►
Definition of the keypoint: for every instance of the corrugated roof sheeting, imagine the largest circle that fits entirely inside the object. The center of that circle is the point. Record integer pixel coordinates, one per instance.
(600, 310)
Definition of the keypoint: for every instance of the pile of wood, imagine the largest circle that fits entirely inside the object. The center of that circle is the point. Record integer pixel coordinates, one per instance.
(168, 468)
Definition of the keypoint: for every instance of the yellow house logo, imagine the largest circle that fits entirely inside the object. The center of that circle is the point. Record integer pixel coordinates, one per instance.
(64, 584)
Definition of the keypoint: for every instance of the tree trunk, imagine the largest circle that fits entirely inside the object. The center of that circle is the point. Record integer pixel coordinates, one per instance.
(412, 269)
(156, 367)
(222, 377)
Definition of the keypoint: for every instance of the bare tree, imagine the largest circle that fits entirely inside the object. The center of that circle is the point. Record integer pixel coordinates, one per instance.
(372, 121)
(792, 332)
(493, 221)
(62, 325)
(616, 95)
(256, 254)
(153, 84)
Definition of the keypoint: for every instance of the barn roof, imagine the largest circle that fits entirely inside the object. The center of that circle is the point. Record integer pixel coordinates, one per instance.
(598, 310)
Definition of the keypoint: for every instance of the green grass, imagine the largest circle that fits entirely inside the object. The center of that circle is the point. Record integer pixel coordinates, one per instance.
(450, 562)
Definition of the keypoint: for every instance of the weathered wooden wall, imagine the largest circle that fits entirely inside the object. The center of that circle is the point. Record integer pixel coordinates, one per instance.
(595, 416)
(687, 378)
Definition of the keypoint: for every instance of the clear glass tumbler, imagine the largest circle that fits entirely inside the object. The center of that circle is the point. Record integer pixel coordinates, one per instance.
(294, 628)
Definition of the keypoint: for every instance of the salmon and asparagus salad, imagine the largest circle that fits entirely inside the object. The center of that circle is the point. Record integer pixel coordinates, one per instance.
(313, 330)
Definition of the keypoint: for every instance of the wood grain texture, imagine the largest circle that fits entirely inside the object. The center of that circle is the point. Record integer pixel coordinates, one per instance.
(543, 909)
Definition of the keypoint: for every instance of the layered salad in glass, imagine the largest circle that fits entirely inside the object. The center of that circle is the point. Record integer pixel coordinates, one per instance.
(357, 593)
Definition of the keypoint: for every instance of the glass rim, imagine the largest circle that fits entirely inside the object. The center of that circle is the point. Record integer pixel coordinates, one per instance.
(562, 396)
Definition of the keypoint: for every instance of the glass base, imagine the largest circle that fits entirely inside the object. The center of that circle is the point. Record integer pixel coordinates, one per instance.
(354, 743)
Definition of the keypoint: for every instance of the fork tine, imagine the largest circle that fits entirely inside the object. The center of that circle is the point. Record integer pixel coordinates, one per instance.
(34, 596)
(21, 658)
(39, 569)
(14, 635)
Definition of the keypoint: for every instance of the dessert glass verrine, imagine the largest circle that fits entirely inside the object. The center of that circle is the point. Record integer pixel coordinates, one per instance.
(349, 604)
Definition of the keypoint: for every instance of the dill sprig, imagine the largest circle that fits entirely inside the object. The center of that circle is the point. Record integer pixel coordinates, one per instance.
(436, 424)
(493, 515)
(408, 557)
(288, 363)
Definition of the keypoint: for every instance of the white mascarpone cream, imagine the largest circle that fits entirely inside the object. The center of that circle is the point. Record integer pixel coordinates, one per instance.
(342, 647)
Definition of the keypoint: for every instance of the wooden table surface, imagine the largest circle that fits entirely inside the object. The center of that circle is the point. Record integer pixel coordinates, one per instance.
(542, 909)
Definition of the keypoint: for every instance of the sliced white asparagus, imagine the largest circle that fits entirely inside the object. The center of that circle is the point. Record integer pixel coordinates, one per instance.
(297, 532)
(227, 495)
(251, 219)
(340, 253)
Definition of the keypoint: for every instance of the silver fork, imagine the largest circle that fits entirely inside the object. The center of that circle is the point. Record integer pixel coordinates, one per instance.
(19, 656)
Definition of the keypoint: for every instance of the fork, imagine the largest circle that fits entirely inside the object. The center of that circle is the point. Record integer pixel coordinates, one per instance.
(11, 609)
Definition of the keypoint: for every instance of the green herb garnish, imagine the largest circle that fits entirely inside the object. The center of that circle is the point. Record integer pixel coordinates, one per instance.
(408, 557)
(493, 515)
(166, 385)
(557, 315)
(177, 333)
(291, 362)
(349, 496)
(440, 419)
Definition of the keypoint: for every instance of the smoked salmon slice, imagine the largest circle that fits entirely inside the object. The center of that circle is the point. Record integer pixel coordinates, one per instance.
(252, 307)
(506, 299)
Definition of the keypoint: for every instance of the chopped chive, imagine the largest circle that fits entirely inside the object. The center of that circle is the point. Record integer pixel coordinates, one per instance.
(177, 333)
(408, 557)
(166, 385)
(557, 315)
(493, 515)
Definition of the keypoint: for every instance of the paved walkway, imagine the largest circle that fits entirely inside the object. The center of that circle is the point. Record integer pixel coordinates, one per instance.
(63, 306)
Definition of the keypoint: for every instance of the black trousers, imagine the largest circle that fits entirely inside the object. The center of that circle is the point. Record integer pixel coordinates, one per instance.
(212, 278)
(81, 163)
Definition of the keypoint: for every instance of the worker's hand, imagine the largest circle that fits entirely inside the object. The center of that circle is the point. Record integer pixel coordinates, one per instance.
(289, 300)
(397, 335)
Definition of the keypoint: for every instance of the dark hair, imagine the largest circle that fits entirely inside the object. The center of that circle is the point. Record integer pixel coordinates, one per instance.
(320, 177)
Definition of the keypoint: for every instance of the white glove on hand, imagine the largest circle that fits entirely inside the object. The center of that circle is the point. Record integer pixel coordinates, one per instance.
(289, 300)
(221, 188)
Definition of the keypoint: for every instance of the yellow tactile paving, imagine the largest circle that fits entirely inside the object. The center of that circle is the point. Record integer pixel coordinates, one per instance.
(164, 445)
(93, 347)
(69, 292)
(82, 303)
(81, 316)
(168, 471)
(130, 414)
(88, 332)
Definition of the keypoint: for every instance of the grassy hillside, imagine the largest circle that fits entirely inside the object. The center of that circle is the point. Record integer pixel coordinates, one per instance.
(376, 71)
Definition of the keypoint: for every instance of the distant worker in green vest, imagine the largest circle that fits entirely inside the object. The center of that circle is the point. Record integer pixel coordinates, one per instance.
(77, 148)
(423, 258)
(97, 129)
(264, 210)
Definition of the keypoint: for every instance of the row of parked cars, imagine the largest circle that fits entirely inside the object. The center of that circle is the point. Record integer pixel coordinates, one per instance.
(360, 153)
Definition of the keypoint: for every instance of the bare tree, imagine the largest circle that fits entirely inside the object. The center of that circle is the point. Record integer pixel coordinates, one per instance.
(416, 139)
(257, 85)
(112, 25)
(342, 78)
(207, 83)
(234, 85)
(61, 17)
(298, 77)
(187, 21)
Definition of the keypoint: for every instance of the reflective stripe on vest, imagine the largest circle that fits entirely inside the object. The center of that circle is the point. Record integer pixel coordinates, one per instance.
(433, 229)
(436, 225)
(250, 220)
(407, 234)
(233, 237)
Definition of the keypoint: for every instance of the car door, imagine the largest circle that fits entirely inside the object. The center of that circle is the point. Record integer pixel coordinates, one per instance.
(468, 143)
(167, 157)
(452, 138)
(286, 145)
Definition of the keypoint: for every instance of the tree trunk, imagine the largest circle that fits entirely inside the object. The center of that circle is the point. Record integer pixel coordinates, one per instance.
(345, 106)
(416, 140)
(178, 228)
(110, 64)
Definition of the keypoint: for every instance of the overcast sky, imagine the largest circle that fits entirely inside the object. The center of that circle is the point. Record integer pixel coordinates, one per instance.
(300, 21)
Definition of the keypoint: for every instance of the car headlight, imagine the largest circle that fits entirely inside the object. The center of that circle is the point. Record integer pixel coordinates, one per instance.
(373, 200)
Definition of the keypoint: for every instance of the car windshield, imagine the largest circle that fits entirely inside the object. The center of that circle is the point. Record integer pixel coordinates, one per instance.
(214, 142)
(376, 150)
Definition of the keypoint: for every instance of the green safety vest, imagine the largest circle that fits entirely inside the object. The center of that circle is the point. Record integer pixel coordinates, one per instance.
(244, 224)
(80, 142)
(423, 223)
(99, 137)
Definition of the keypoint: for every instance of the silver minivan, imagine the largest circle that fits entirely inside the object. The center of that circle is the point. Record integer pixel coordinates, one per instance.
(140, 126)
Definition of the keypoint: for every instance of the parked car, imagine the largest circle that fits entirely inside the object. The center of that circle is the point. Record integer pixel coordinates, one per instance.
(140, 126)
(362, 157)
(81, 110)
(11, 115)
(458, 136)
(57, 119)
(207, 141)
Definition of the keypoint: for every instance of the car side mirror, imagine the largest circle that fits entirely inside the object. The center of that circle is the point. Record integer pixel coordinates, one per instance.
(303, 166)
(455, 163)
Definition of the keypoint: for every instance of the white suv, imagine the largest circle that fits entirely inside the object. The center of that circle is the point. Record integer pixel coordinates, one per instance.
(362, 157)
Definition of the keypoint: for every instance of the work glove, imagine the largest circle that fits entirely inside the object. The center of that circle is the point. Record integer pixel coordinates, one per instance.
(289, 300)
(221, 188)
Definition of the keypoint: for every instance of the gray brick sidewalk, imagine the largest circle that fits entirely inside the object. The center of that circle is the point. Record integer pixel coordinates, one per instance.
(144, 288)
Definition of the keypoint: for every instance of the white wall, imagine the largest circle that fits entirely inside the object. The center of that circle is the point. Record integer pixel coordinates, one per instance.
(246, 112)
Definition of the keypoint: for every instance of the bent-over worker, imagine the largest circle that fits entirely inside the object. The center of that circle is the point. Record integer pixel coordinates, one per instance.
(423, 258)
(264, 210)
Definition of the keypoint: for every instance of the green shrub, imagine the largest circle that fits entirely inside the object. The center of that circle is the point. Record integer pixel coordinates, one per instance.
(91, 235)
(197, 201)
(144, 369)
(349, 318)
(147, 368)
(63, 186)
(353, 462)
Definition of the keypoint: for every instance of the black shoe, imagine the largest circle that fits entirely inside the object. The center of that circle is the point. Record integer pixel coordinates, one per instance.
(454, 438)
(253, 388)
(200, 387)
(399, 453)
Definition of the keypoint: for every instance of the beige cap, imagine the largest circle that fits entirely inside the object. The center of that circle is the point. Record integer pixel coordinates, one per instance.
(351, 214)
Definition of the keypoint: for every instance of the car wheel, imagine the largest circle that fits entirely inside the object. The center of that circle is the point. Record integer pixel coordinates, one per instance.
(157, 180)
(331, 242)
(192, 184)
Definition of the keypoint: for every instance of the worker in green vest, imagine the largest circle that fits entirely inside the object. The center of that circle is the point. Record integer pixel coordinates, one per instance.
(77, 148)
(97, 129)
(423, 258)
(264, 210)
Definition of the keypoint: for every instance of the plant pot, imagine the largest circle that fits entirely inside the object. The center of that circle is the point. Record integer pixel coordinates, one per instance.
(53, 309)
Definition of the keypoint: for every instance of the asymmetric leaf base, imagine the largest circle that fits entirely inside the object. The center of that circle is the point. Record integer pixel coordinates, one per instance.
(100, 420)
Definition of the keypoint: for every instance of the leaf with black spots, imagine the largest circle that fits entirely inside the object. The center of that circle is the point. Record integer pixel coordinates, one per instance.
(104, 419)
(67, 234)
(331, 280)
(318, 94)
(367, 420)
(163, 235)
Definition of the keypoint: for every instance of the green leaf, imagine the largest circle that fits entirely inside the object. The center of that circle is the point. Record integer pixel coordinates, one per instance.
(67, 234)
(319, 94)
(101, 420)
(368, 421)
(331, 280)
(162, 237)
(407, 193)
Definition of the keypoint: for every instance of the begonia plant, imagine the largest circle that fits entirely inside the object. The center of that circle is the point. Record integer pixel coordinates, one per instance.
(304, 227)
◄
Using the material above, extract the line that contains "green leaf, imagine" and every line after it, exactly as given; stop at the last line.

Definition of the keypoint: for every instance of the green leaf, imagine the largest circle that fits entirely inside the object. The center of that circle is the point. Record integer pixel coordinates, one per instance.
(67, 234)
(319, 94)
(101, 420)
(368, 421)
(331, 280)
(162, 237)
(407, 193)
Definition of the keypoint: for every instance of the begonia plant, imagine the largest circle that fits entirely inside the object. The center of that circle is the point. Record integer pixel coordinates, one per instance.
(304, 227)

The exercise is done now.